Without the pictures, repeat the listing character for character.

(Spatial annotation records)
• • • • • • •

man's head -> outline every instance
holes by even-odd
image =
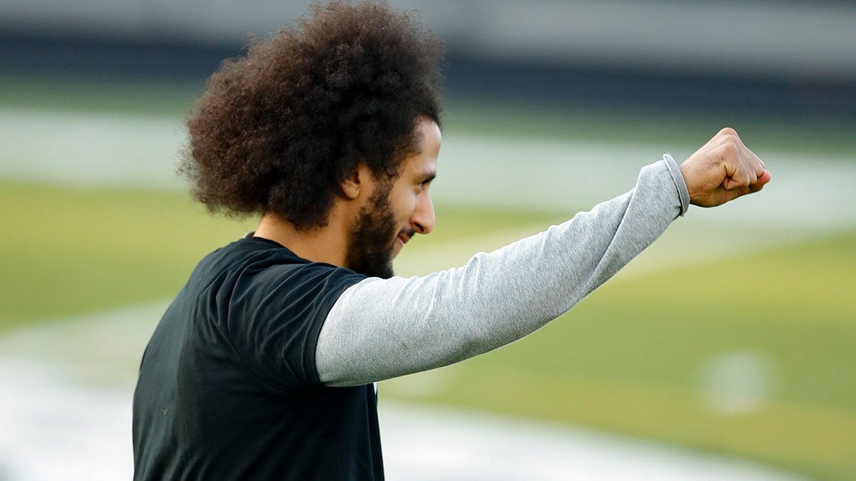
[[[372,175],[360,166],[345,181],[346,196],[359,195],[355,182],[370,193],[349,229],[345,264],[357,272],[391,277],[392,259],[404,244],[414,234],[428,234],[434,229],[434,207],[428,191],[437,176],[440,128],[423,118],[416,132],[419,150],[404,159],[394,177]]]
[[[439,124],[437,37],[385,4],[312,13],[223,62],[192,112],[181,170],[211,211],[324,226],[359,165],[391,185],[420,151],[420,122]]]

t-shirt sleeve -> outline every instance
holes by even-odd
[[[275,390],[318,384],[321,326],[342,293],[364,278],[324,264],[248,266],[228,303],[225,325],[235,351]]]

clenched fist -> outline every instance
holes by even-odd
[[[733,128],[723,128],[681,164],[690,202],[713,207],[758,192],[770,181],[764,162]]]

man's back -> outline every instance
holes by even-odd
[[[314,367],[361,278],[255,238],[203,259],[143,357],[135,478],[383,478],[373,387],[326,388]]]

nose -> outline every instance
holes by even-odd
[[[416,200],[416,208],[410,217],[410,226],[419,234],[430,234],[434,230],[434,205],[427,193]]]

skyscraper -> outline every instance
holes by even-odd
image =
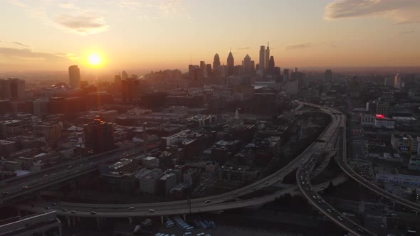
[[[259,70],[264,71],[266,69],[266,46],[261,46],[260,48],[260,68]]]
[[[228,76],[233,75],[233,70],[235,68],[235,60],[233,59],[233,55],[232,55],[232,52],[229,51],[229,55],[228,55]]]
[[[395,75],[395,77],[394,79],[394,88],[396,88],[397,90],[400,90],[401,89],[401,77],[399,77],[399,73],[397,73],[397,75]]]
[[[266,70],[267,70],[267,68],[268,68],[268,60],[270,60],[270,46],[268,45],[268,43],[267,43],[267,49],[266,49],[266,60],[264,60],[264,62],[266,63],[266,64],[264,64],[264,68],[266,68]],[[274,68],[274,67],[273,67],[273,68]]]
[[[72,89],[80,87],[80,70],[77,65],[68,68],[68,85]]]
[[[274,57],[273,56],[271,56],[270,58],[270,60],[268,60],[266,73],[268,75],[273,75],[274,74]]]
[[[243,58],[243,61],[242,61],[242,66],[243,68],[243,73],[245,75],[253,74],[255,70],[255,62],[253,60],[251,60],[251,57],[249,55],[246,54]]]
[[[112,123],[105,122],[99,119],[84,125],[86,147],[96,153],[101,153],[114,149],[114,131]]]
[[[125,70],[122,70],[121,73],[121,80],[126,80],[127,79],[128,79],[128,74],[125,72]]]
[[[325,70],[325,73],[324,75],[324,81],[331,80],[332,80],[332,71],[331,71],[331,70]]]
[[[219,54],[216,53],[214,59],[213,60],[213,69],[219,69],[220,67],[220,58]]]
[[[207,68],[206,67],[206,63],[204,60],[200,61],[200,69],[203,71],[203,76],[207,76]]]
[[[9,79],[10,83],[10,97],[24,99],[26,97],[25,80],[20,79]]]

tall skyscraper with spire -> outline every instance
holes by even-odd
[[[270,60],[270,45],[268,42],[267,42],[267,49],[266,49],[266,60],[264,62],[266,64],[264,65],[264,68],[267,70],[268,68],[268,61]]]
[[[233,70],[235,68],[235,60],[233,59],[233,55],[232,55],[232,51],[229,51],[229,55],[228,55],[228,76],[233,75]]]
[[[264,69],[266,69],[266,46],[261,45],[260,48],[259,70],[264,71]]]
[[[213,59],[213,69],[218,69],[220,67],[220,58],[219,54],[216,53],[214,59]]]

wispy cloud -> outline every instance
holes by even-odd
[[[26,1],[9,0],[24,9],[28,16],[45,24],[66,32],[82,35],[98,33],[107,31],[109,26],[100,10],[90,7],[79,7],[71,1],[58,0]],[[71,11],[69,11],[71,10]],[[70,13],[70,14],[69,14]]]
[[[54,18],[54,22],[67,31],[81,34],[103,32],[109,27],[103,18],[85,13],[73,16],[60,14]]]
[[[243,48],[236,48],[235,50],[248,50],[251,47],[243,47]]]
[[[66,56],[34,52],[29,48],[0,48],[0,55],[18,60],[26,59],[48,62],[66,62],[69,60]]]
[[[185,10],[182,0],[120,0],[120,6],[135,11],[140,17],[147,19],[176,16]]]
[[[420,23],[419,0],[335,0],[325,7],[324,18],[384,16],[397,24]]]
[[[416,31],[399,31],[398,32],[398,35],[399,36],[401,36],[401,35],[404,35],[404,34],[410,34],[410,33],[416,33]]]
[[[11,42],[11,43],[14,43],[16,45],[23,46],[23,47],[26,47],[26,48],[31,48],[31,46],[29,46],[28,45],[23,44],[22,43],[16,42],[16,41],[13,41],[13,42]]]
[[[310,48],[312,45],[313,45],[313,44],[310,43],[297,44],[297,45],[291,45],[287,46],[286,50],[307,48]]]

• • • • • • •

◆ RESPONSE TO THE EXERCISE
man's head -> outline every instance
holes by even-odd
image =
[[[372,175],[360,166],[345,181],[346,196],[359,195],[355,182],[370,193],[349,229],[345,264],[357,272],[391,277],[392,259],[404,244],[414,234],[428,234],[434,229],[434,207],[428,191],[437,176],[440,128],[423,118],[416,132],[419,150],[404,159],[394,177]]]
[[[439,124],[437,37],[385,4],[312,13],[223,62],[192,112],[181,170],[211,211],[324,226],[359,165],[391,185],[420,151],[420,122]]]

t-shirt sleeve -> outline every instance
holes by even-odd
[[[275,390],[318,384],[321,326],[342,293],[364,278],[324,264],[248,266],[228,303],[225,325],[235,351]]]

clenched fist -> outline every instance
holes by even-odd
[[[733,128],[723,128],[681,164],[690,202],[713,207],[758,192],[770,181],[764,162]]]

man's back -> outline every instance
holes by even-odd
[[[314,367],[361,278],[255,238],[203,259],[143,357],[135,478],[383,478],[373,387],[326,388]]]

nose -> outline every instance
holes by even-odd
[[[416,200],[416,208],[410,217],[410,226],[419,234],[430,234],[434,230],[434,205],[427,193]]]

skyscraper -> outline every instance
holes by even-odd
image =
[[[259,70],[264,71],[266,69],[266,46],[261,46],[260,48],[260,68]]]
[[[228,76],[233,75],[233,70],[235,68],[235,60],[233,59],[233,55],[232,55],[232,52],[229,51],[229,55],[228,55]]]
[[[395,75],[395,77],[394,79],[394,88],[396,88],[397,90],[400,90],[401,89],[401,77],[399,77],[399,73],[397,73],[397,75]]]
[[[266,70],[267,70],[267,68],[268,68],[268,60],[270,60],[270,46],[268,45],[268,43],[267,43],[267,49],[266,49],[266,60],[264,60],[264,62],[266,63],[266,64],[264,64],[264,68],[266,68]],[[274,68],[274,67],[273,67],[273,68]]]
[[[72,89],[80,87],[80,70],[77,65],[68,68],[68,85]]]
[[[274,57],[273,56],[271,56],[270,58],[270,60],[268,60],[266,73],[268,75],[273,75],[274,74]]]
[[[243,58],[243,61],[242,61],[242,66],[243,68],[243,73],[245,75],[253,74],[255,70],[255,62],[253,60],[251,60],[251,57],[249,55],[246,54]]]
[[[112,123],[105,122],[99,119],[84,125],[86,147],[96,153],[101,153],[114,149],[114,131]]]
[[[125,70],[122,70],[121,73],[121,80],[126,80],[127,79],[128,79],[128,74],[125,72]]]
[[[325,70],[325,73],[324,75],[324,81],[331,80],[332,80],[332,71],[331,71],[331,70]]]
[[[219,54],[216,53],[214,59],[213,60],[213,69],[219,69],[220,67],[220,58]]]
[[[207,68],[206,67],[206,63],[204,60],[200,61],[200,69],[203,71],[203,76],[207,76]]]
[[[9,79],[10,83],[10,97],[24,99],[26,97],[25,80],[20,79]]]

tall skyscraper with spire -> outline every instance
holes by even-odd
[[[270,60],[270,45],[268,42],[267,42],[267,49],[266,49],[266,60],[264,62],[266,64],[264,65],[264,68],[267,70],[268,68],[268,61]]]
[[[233,70],[235,68],[235,60],[233,59],[233,55],[232,55],[232,51],[229,51],[229,55],[228,55],[228,76],[233,75]]]
[[[264,69],[266,69],[266,46],[261,45],[260,48],[259,70],[264,71]]]
[[[213,59],[213,69],[218,69],[220,67],[220,58],[219,54],[216,53],[214,59]]]

wispy cloud -> outline every instance
holes by even-odd
[[[26,1],[9,0],[24,9],[28,16],[45,24],[66,32],[82,35],[98,33],[107,31],[109,26],[100,10],[90,7],[79,7],[71,1],[58,0]],[[71,11],[69,11],[71,10]],[[70,13],[70,14],[69,14]]]
[[[54,18],[54,22],[67,31],[81,34],[103,32],[109,27],[103,18],[85,13],[73,16],[60,14]]]
[[[243,48],[236,48],[235,50],[248,50],[251,47],[243,47]]]
[[[66,56],[34,52],[29,48],[0,48],[0,55],[18,60],[26,59],[48,62],[66,62],[69,60]]]
[[[185,10],[182,0],[120,0],[120,6],[135,11],[140,17],[147,19],[176,16]]]
[[[420,23],[419,0],[335,0],[325,7],[324,18],[384,16],[397,24]]]
[[[416,31],[399,31],[398,32],[398,35],[399,36],[401,36],[401,35],[404,35],[404,34],[410,34],[410,33],[416,33]]]
[[[11,42],[11,43],[14,43],[16,45],[23,46],[23,47],[26,47],[26,48],[31,48],[31,46],[29,46],[28,45],[23,44],[22,43],[16,42],[16,41],[13,41],[13,42]]]
[[[310,48],[312,45],[313,45],[313,44],[310,43],[297,44],[297,45],[291,45],[287,46],[286,50],[307,48]]]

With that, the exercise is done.